▸ Data excerpts
— BEGIN —

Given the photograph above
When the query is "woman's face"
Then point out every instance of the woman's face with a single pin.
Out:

— END —
— BEGIN —

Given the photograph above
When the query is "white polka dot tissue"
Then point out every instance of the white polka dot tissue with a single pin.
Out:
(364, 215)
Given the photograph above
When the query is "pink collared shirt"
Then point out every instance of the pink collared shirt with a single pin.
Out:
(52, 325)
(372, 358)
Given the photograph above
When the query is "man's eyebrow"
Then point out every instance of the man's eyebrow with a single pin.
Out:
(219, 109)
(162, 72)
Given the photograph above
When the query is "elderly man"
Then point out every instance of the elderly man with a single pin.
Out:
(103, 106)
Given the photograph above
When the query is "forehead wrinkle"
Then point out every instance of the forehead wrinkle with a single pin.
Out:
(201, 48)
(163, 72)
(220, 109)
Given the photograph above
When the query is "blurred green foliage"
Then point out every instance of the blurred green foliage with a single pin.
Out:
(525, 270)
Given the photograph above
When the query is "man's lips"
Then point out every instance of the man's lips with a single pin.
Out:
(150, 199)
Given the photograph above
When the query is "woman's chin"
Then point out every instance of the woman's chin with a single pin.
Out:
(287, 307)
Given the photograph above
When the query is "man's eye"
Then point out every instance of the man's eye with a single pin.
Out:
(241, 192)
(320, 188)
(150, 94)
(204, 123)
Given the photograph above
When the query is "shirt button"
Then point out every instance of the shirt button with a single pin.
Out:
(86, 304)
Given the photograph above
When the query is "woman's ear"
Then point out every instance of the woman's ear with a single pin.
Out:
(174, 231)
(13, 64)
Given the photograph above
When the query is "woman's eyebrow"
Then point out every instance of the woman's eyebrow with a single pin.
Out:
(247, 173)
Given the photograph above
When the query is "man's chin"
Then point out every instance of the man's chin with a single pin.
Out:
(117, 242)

— END —

▸ Required task
Return every line of the data above that contains the word "white".

▸ Problem solution
When the query is "white polka dot tissue"
Then point out every instance of the white polka dot tissue with a single pin.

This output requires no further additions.